■ TEXT SHOWN:
========================================

Roundup Tracker - Issues

Issue 2551262

classification
Make mail gateway issue matching more fault tolerant
Type: behavior Severity: major
Components: Mail interface Versions: 2.2.0
process
Status: open remind
:
: rouilj : Heiko, rouilj, schlatterbeck
Priority: : Blocker

Created on 2023-02-22 08:13 by Heiko, last changed 2023-03-31 02:11 by rouilj.

Messages
msg7724 Author: [hidden] (Heiko) Date: 2023-02-22 08:13
Roundup's mail gateway allows to set add email content to an issue by specifying the issue designator in square 
brackets at the beginning of the email subject line. However, the syntax must exactly follow the scheme [issue<num>]. 
It must be placed at the beginning of the subject line, no blank spaces are allowed, only square brackets will work, 
and I think it is also case sensitive.

However, it frequently happens that users do not follow this syntax, mostly unintentionally. In these cases Roundup 
will not find the matching issue and create a new one instead. In our tracker that has hundreds of users, this leads 
to a large number of useless issues that must be sorted out at great expense.

My request is to make the mail gateway based issue matching more fault tolerant. It should not matter where in the 
subject line the issue designator is placed. Blank spaces inside the brackets and brackets other than square should be 
allowed. It should also be case insensitive.
msg7725 Author: [hidden] (rouilj) Date: 2023-02-22 17:20
Hello Heiko:

I'm sorry you are getting misplaced issues that you have to
sort out.  Let's see if some of Roundup's current features
will help. Some of the changes you request could be a new
feature.

What version of Roundup are you using? I think my
suggestions have been there since the 1.x series but..

I see you included Ralf, Ralf couple of questions for you
too.

========================================

■ GIVEN INFORMATION:
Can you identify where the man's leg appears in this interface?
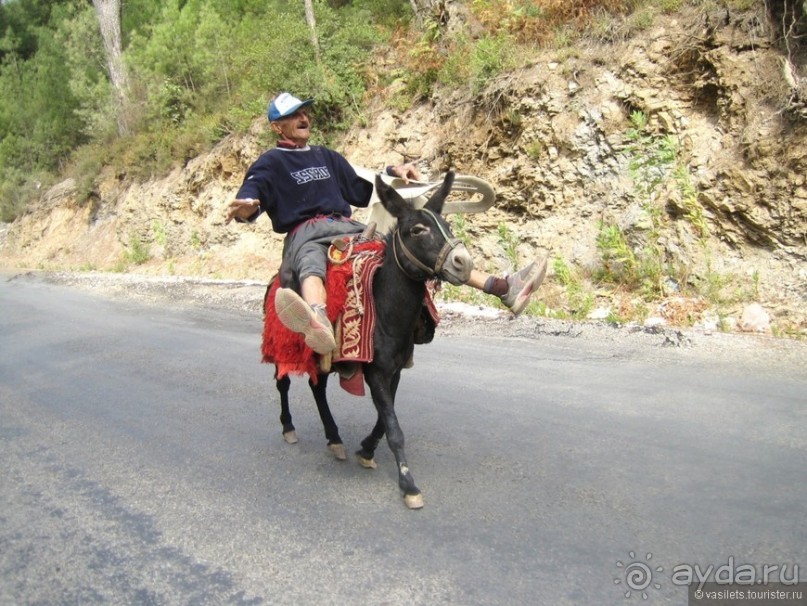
[275,242,336,354]
[275,276,336,354]
[466,258,546,316]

========================================

■ GOAL A:
Summarize the Roundup mail gateway issue in two sentences.
■ GOAL B:
Write the next part of rouilj's reply in the Roundup mail gateway issue, picking up after its last sentence.

■ TASK ANSWER A:
In Roundup issue 2551262, Heiko reports that the mail gateway adds an email to an existing issue only when the subject line begins with the designator in the exact form [issue<num>], so emails that do not follow this syntax create new issues, which in a tracker with hundreds of users produces many useless issues. Heiko asks for more tolerant matching that ignores where the designator sits in the subject and allows blank spaces, other bracket types and any letter case, and rouilj replies by suggesting that current Roundup features may help and asking which version is in use.

■ TASK ANSWER B:
Sorry for the length of the email, but you have opened a
more complex part of Roundup.

In message <1677053611.22.0.478622424686.issue2551262@roundup.psfhosted.org>,
Heiko Stegmann writes:

> [...] frequently happens that users do not follow this
> syntax [...] In these cases Roundup will
> not find the matching issue and create a new one instead

Roundup has two additional mechanisms to try to assign
emails to issues if prefix parsing fails.

 1. It looks for an in-reply-to header in the email and
    tries to match that up against an existing message with
    the same message id. Then it puts the new message on
    issue with the matching message.
 2. If message id matching fails, it tries to match on the subject.
    If the new message's subject is changed sufficiently from the
    title of an existing issue, this will fail as well.

I would expect #1 to catch most of what you describe.

Heiko, can you find one of your misrouted messages and dump
it using:

   roundup-admin -i <tracker home> get inreplyto msg<num>

Does it have a value (not None) for inreplyto? If so, does
that value match an existing message? If you have a newer
Roundup, and it has the filter command you can use:

  roundup-admin -i <tracker home> filter msg messageid="<1675055043.0895576.IZTXE7H4VMTIDGQA.issue226@localhost>"

to find the existing message.

Ralf, let's assume Heiko's experiment indicates that
inreplyto matching should work. Does this sound like a false
positive match in prefix parsing?  IIUC that would prevent
inreplyto and subject matching. It could also be a bug in
inreplyto parsing, bu I don't know of any do you?

Parsing the subject line is tricky. We don't want false
positives where a match happens, but shouldn't be. To guard
against this we use:

  1. known location for the prefix
  2. delimiters around the prefix
  3. strict format inside the delimiters

We also don't want false negatives missing a valid match.

Relaxing #3 could be useful in preventing false negatives.

>Roundup's mail gateway allows to set add email content to
>an issue by specifying the issue designator in square
>brackets at the beginning of the email subject
>line. However, the syntax must exactly follow the scheme
>[issue<num>].

It is more complex that that, you can have:

  Subject: [user3] [realname=Fred]

to modify the realname of user3.

Also you can create a new item in the device class by
emailing:

  Subject: [device] new device [location=32; category+=computing]

which creates a device and sets some of its properties.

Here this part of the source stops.